## [WRITTEN INSTRUCTION 1]
From the passage on the Charlotte Canda monument, copy word for word the portion starting with "Charlotte, a Catholic, having" and going on through "coat of arms.".

*** PASSAGE TO READ

Designer: Charlotte Canda
Carvers: John Frazee and Robert Launitz
Location: Greenbough Avenue and Fern Avenue

Saved in Time Estimate: $ 150,000
For conservation of marble statuary, including three objects: Charlotte Canda, Angel praying, Angel embracing; Canda Memorial, architectural restoration; Canda Stele, conservation and re-inscription; and Jarrett de la Marie Memorial, conservation and re-inscription (details below).

The story of Charlotte Canda and the creation of her monument is a true Victorian drama, filled with tragedy, symbolism and beauty. Charlotte was the only daughter of Charles Canda, a Frenchman who had served as an officer in Napoleon’s Army and later emigrated to America.

On Charlotte’s seventeenth birthday, as she was returning home from her party in a storm, she was thrown from a carriage when the horses bolted. She died in her parents’ arms shortly after the accident.

The artistic Charlotte had been designing a monument for her recently deceased aunt and had sketched the ideas for it on paper. Her father adapted the design concept and personalized it for Charlotte by adding her initials, musical and drawing instruments, books, sculptures of her pet parrots and other symbolic details. The concept featured a niche containing a portrait statue of Charlotte with a star above her head symbolizing immortal life.

The Canda family, sparing no expense, commissioned John Frazee, a noted New York architect and marble carver established on Broadway in Manhattan. He was to realize the design, fabricate and erect the memorial. In his employ was Robert Launitz, a Russian sculptor trained in Rome, who is credited with carving the statue of Charlotte. They were to produce an intricate and delicate monument fit to commemorate a lovely young woman.

Charlotte, a Catholic, having first been buried at Old St. Patrick’s Cathedral on Prince and Mott Streets, was reinterred on consecrated ground at Green-Wood on April 29, 1848. Her monument became extraordinarily popular for people to visit, and knowledge of its beauty and legend spread far and wide.

A sad postscript to this story concerns Charles Albert Jarrett de la Marie, a French nobleman who was Charlotte Canda’s fiancé. One year after her death he took his own life out of the grief of losing Charlotte. He is buried in the adjacent plot marked by an elegant headstone bearing his coat of arms.

Charlotte Canda’s monument is a richly carved Gothic Revival structure in the form of a tabernacle, standing at a prominent intersection of avenues in the Cemetery. An open, arched canopy flanked by two slender spires contain a portrait statue of the young woman wearing a garland of seventeen rose buds representing the years of her life.

Above her head a star symbolizes her immortality and a stylized butterfly with extended wings in the interior of the arch denotes her liberated spirit. An ornamental parapet encloses the sarcophagus set before the tabernacle.

The architecture throughout is embellished with decorative and ornamental motifs meaningful to the deceased, as well as objects specifically depicted to recall her talents and interests. Books, musical and drawing instruments are represented, as well as Charlotte’s much loved parrots. The exquisite carving of the tomb preserves the love, devotion and grief of the parents for their beloved daughter, taken from them at such a special time in her life.

The principal marble elements of the tomb are erected upon a stepped granite platform. On the lower steps, set around the perimeter are four large ornate supports with vases, some with flowers, and four small bases, originally for carved marble bowls of flowers. Four obelisk-like bollards are placed at the rear of the monument.

******

## [WRITTEN INSTRUCTION 2]
Repeat, unchanged, the lines of the rows starting with the line with "indicate the evergreen" and going on through the final line of the rows.

*** TASK INPUT

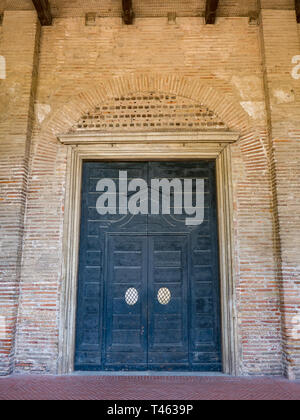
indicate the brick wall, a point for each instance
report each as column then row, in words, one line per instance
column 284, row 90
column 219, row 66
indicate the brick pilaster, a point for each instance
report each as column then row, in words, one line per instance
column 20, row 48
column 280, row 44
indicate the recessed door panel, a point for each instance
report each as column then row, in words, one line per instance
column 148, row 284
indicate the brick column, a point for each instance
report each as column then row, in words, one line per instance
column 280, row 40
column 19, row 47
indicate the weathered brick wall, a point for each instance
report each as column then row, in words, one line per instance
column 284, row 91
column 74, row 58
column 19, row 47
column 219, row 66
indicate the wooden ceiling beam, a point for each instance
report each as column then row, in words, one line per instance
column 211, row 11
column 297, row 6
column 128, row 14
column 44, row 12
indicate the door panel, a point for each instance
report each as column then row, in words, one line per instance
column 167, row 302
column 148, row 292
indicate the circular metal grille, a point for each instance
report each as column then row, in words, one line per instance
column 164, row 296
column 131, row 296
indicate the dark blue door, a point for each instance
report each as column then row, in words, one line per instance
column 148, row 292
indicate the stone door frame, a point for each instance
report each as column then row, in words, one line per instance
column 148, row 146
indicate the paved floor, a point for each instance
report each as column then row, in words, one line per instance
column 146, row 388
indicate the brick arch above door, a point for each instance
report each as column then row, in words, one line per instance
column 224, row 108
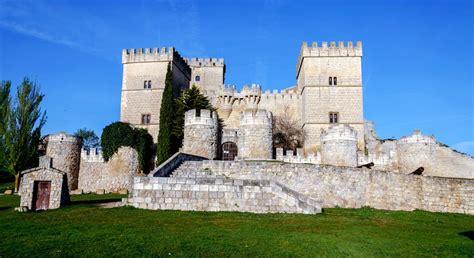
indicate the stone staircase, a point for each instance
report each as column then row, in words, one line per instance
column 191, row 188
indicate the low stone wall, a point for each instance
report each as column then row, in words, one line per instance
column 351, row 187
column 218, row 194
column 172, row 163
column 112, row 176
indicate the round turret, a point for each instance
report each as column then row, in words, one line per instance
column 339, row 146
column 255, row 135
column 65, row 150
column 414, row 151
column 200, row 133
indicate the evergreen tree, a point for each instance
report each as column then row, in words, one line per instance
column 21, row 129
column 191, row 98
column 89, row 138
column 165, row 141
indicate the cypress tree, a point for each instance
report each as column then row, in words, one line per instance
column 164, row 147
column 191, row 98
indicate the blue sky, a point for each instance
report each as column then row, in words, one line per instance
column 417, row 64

******

## [COMPLETE RESPONSE 1]
Charlotte, a Catholic, having first been buried at Old St. Patrick’s Cathedral on Prince and Mott Streets, was reinterred on consecrated ground at Green-Wood on April 29, 1848. Her monument became extraordinarily popular for people to visit, and knowledge of its beauty and legend spread far and wide.

A sad postscript to this story concerns Charles Albert Jarrett de la Marie, a French nobleman who was Charlotte Canda’s fiancé. One year after her death he took his own life out of the grief of losing Charlotte. He is buried in the adjacent plot marked by an elegant headstone bearing his coat of arms.

## [COMPLETE RESPONSE 2]
indicate the evergreen tree, a point for each instance
report each as column then row, in words, one line per instance
column 21, row 129
column 191, row 98
column 89, row 138
column 165, row 141
indicate the cypress tree, a point for each instance
report each as column then row, in words, one line per instance
column 164, row 147
column 191, row 98
indicate the blue sky, a point for each instance
report each as column then row, in words, one line per instance
column 417, row 64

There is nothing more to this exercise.